Text -

--

Notes on Resource-Augmented Generation (part 1)

I’ve been thinking recently about Resource Augmented Generation (RAG) and vector databases, and I wanted to gather some notes towards a talk.

The question

Most of the applications I’m seeing for Generative AI seem to involve RAG. But I feel that the vector database is doing most of interesting work here – and, in a lot of cases, an LLM-generated response is not always the best ‘view’ for the data that is returned. I want to dig a little more into vector databases, how they work, and what can be done with them.

Panda Smith wrote, “If you want to make a good RAG tool that uses your documentation, you should start by making a search engine over those documents that would be good enough for a human to use themselves”; I want to learn more about this search part of RAG

Previous posts

Notes from wikipedia

Pulling out some notes from the wikipedia article:

  • “[RAG] modifies interactions with a large language model so that the model responds to user queries with reference to a specified set of documents, using this information to supplement information from its pre-existing training data. This allows LLMs to use domain-specific and/or updated information.”

--

Records supplied -
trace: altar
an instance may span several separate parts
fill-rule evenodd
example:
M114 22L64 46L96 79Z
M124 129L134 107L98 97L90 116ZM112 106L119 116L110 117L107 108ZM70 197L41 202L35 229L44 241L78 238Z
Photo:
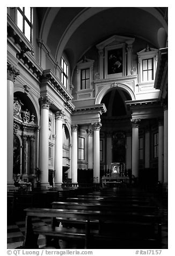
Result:
M112 163L111 166L111 172L110 169L110 173L107 173L106 176L101 177L103 188L111 184L115 186L121 183L129 183L129 178L125 170L125 163Z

--

Problem to work on - Please carry on the notes on Resource-Augmented Generation from the point where they stop.

Answer to this problem -
  • There are two phases – information retreival and response generation
  • RAG was first proposed in the paper ‘Retrieval-Augmented Generation for Knowledge-Intensive NLP Tasks’ in 2020
  • The process involves the following stages:
    • Indexing – the documents to be searched are stored – usually by converting the data into vector representations
    • Retrieval – given a user query, a document retriever finds the most relevant documents for the query
    • Augmentation – the documents are put in a prompt for an LLM
    • Generation – the LLM generates a response based upon the prompt
  • The ‘chunking’ of the documents (how they are divided up into pieces to be stored) affects how good the responses are.
  • Risks of RAG
    • While RAG reduces hallucinations in the responses, it cannot eliminate them.
    • There is a danger of losing important context in the chunking phase.